> **What this task involves**:
Report every line of the records that contains the string "negative", matching case exactly.

> **Provided material**:

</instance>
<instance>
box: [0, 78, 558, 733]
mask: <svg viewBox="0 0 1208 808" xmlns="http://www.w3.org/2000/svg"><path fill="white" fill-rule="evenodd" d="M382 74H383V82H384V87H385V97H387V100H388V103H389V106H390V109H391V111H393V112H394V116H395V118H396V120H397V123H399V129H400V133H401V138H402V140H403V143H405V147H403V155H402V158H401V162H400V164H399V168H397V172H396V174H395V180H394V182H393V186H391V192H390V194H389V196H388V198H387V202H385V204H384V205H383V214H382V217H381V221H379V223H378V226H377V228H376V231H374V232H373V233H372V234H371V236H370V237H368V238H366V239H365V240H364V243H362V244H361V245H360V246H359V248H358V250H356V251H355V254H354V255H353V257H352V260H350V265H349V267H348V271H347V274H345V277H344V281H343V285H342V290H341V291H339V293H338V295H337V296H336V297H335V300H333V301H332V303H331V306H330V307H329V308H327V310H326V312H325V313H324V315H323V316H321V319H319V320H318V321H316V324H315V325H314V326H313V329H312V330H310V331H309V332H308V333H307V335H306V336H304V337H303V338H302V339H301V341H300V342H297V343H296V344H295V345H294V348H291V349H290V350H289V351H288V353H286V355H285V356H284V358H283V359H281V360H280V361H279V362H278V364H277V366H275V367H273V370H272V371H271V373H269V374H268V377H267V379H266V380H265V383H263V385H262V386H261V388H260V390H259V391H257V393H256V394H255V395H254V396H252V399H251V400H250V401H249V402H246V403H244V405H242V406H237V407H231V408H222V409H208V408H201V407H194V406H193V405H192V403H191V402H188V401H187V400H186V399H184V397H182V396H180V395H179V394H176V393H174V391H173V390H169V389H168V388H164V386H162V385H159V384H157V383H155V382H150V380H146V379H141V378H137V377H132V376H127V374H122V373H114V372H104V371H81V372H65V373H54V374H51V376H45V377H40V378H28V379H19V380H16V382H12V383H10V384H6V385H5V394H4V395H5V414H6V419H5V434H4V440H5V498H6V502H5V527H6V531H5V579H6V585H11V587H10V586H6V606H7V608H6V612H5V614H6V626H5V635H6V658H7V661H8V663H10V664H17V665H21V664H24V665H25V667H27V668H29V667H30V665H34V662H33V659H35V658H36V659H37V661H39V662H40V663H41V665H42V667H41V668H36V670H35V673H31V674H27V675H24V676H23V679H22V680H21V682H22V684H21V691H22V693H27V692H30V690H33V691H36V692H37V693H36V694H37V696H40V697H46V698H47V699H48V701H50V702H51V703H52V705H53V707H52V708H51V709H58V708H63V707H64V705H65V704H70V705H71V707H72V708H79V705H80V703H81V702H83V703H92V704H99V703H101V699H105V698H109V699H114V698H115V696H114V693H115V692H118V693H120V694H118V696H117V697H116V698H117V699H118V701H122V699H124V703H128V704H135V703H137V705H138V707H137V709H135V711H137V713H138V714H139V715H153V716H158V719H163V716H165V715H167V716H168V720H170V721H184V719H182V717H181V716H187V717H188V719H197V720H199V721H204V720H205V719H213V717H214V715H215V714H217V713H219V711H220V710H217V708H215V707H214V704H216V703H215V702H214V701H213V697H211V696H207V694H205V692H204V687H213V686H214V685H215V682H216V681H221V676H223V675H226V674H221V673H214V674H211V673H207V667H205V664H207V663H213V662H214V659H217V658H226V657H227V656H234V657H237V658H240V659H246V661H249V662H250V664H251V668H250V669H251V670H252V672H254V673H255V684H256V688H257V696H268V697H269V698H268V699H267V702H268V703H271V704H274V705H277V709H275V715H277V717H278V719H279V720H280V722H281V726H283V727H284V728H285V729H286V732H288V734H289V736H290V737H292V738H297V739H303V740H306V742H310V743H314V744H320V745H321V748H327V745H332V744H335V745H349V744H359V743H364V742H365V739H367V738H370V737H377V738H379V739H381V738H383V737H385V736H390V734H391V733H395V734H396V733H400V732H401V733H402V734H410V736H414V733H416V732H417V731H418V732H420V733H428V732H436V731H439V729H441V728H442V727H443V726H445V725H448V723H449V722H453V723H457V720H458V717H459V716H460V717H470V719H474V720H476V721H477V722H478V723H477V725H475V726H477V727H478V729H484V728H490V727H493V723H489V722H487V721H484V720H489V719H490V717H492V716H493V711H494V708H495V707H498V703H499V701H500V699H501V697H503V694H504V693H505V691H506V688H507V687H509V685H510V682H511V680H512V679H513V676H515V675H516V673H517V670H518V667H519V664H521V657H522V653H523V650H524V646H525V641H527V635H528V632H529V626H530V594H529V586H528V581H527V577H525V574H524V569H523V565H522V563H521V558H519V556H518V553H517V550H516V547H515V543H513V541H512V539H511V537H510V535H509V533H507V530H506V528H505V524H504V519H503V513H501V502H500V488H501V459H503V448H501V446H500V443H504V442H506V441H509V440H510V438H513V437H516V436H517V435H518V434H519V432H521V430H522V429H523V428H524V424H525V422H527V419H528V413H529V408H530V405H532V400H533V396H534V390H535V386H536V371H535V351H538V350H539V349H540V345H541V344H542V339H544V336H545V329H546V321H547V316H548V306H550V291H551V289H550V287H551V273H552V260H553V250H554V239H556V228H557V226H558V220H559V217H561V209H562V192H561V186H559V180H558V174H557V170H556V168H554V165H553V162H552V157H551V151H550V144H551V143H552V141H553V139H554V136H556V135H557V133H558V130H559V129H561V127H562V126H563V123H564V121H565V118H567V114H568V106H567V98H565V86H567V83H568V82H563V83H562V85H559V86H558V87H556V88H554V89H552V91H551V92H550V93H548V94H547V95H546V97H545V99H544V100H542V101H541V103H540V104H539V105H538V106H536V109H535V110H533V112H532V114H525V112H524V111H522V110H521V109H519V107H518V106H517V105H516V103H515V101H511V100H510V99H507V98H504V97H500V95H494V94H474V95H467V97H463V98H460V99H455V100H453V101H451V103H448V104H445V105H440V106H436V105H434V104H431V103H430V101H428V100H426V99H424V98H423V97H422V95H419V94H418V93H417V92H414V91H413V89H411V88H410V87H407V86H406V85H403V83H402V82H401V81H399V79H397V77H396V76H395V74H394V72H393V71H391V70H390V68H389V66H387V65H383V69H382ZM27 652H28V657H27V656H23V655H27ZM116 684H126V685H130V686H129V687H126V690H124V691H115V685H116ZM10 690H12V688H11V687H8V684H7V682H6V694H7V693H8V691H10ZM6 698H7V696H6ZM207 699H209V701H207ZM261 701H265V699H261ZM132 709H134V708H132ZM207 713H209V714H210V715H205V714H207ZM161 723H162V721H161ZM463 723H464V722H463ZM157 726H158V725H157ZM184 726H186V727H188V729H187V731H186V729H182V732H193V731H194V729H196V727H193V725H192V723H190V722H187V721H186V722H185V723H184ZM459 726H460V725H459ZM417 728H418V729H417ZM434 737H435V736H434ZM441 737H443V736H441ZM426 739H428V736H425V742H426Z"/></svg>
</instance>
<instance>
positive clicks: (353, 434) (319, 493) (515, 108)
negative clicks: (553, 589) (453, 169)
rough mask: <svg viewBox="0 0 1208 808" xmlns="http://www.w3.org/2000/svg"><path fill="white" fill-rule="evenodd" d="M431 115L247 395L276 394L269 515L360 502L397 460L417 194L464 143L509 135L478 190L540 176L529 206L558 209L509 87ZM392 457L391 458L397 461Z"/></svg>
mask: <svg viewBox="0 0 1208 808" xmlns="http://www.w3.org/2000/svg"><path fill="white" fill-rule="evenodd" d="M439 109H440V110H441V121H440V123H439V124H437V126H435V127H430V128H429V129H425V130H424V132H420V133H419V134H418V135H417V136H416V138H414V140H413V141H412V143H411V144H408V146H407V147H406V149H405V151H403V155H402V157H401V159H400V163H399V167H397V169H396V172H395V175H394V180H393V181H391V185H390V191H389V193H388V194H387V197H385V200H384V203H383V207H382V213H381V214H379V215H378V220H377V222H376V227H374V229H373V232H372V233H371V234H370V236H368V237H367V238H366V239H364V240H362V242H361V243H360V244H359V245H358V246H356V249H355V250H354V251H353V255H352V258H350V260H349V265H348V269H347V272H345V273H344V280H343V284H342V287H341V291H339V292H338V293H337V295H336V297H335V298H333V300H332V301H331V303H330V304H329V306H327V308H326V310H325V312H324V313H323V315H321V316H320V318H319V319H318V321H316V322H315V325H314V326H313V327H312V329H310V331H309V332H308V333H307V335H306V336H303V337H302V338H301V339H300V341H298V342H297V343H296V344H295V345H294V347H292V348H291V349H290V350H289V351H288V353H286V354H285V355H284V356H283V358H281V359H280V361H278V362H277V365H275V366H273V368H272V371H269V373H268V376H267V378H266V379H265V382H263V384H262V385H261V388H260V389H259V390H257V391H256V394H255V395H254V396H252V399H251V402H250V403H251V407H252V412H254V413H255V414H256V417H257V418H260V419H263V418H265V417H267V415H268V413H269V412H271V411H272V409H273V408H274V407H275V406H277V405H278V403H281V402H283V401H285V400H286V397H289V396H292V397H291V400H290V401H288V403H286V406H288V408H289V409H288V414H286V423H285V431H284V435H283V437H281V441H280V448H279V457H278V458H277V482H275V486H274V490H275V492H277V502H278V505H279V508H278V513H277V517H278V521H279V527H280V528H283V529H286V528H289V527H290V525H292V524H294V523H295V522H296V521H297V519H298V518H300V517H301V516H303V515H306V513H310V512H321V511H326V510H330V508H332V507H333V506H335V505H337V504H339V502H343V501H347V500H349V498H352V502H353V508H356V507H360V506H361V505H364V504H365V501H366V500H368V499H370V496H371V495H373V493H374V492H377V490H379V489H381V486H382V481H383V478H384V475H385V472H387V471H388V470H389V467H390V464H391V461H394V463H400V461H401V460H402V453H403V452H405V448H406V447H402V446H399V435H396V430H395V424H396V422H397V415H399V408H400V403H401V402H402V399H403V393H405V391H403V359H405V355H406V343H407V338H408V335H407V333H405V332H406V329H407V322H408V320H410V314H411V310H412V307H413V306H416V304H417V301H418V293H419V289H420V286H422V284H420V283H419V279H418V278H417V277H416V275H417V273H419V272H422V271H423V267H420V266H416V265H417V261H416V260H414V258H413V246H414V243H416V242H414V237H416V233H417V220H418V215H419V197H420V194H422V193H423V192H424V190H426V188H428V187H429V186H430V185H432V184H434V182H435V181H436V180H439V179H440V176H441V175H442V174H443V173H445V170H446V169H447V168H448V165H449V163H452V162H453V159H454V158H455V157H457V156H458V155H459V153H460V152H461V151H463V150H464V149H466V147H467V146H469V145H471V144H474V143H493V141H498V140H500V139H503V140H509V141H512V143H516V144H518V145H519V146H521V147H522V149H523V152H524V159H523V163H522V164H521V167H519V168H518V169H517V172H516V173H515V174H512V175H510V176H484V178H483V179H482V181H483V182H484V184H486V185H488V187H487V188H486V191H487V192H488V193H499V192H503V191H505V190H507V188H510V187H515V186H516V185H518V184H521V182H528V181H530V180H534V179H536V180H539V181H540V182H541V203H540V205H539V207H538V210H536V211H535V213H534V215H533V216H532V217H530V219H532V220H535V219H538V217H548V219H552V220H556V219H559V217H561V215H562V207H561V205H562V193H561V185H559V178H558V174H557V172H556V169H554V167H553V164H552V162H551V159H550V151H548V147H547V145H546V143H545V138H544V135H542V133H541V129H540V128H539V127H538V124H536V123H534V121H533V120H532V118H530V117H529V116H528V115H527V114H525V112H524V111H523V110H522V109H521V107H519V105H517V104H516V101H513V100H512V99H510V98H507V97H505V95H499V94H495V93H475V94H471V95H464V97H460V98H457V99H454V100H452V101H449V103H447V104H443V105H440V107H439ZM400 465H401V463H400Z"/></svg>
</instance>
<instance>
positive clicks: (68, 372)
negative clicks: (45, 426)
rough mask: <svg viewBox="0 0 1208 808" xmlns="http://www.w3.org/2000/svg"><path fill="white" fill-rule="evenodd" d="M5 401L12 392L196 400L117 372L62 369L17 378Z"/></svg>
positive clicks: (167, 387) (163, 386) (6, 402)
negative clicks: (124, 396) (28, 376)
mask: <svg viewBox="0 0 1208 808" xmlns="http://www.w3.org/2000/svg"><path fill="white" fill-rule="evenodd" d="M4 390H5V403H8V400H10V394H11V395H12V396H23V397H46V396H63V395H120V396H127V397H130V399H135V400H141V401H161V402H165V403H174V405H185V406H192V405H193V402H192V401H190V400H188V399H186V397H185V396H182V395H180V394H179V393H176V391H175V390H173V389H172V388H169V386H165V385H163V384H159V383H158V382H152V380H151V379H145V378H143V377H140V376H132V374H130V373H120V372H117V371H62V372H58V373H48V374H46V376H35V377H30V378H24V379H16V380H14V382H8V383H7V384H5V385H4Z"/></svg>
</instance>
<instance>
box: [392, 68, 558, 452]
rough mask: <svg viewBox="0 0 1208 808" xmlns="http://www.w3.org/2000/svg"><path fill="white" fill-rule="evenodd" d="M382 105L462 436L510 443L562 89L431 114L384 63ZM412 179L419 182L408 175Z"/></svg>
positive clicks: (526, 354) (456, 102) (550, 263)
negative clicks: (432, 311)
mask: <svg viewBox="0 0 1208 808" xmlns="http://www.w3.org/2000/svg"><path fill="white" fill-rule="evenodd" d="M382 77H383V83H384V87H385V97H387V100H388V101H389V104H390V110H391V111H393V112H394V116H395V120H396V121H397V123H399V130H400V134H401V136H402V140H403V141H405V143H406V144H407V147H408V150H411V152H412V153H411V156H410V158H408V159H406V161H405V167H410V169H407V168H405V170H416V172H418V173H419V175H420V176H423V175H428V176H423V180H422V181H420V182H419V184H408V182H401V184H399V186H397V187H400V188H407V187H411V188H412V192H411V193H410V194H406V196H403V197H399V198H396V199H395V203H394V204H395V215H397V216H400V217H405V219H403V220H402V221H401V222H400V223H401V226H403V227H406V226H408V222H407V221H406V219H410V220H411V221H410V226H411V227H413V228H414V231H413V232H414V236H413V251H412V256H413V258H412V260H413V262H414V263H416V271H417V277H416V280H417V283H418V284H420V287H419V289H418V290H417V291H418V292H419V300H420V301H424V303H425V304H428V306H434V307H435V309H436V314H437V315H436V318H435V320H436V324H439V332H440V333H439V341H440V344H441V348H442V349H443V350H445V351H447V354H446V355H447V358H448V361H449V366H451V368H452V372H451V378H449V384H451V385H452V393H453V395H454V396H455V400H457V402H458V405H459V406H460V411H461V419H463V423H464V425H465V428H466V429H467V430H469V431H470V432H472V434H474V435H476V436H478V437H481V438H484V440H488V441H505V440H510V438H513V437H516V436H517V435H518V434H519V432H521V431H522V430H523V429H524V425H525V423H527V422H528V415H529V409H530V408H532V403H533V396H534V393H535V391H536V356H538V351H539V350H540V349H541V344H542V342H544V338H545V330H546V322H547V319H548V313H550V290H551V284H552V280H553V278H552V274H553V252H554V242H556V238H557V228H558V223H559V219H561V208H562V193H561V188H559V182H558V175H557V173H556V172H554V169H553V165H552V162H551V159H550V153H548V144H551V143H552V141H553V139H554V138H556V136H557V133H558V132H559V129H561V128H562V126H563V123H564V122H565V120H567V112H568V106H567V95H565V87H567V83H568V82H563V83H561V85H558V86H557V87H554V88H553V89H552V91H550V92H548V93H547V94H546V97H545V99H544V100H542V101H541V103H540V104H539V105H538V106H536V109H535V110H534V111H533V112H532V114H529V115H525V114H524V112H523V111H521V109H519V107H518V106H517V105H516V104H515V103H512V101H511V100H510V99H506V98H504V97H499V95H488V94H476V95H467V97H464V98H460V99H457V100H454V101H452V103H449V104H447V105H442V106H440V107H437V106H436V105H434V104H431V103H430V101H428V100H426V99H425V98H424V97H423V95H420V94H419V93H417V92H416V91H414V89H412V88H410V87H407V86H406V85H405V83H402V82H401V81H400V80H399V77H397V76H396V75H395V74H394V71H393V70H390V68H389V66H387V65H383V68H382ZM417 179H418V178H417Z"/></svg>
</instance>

> **Exercise solution**:
negative clicks: (553, 589) (453, 169)
negative clicks: (45, 426)
negative clicks: (124, 396) (28, 376)
negative clicks: (432, 311)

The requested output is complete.